Natural language region descriptions
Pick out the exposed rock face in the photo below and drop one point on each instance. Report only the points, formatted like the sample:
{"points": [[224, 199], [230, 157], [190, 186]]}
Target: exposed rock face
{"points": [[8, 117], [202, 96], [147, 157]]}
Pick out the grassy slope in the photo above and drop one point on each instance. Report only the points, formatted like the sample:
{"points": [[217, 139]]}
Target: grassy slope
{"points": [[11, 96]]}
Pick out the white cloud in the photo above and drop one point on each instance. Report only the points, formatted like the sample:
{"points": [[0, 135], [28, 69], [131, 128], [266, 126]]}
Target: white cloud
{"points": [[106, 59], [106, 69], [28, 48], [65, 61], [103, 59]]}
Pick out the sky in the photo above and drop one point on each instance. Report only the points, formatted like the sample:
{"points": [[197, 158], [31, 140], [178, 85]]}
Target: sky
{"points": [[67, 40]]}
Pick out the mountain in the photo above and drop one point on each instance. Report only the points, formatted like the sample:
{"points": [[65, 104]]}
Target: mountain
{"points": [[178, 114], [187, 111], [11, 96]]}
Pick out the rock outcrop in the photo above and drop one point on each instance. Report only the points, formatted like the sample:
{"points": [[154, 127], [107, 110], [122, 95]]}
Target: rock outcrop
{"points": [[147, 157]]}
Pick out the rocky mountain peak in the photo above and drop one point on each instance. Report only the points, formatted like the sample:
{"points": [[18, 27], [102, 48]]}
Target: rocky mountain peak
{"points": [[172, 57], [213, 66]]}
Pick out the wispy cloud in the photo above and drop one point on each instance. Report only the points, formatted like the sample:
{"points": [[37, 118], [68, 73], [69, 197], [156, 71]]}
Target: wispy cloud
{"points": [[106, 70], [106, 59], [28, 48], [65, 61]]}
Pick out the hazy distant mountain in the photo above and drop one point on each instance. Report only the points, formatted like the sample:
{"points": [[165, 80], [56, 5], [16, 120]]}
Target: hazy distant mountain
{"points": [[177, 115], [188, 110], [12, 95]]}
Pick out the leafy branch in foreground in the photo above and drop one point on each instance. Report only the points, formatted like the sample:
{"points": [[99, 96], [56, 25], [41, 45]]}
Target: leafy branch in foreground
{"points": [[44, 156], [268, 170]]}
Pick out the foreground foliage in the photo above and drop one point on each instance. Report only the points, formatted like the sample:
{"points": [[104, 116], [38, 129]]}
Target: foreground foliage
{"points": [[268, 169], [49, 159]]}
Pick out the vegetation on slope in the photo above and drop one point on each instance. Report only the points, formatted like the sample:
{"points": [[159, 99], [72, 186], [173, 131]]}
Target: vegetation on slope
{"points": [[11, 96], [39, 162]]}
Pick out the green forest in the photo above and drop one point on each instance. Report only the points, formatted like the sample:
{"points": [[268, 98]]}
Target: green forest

_ASSIGNMENT_
Check each line above for the string "green" and copy the ones that have it.

_YOUR RESPONSE_
Pick out the green forest in the photo above and drop one point on each instance. Report only the points, formatted like the sample:
Target: green forest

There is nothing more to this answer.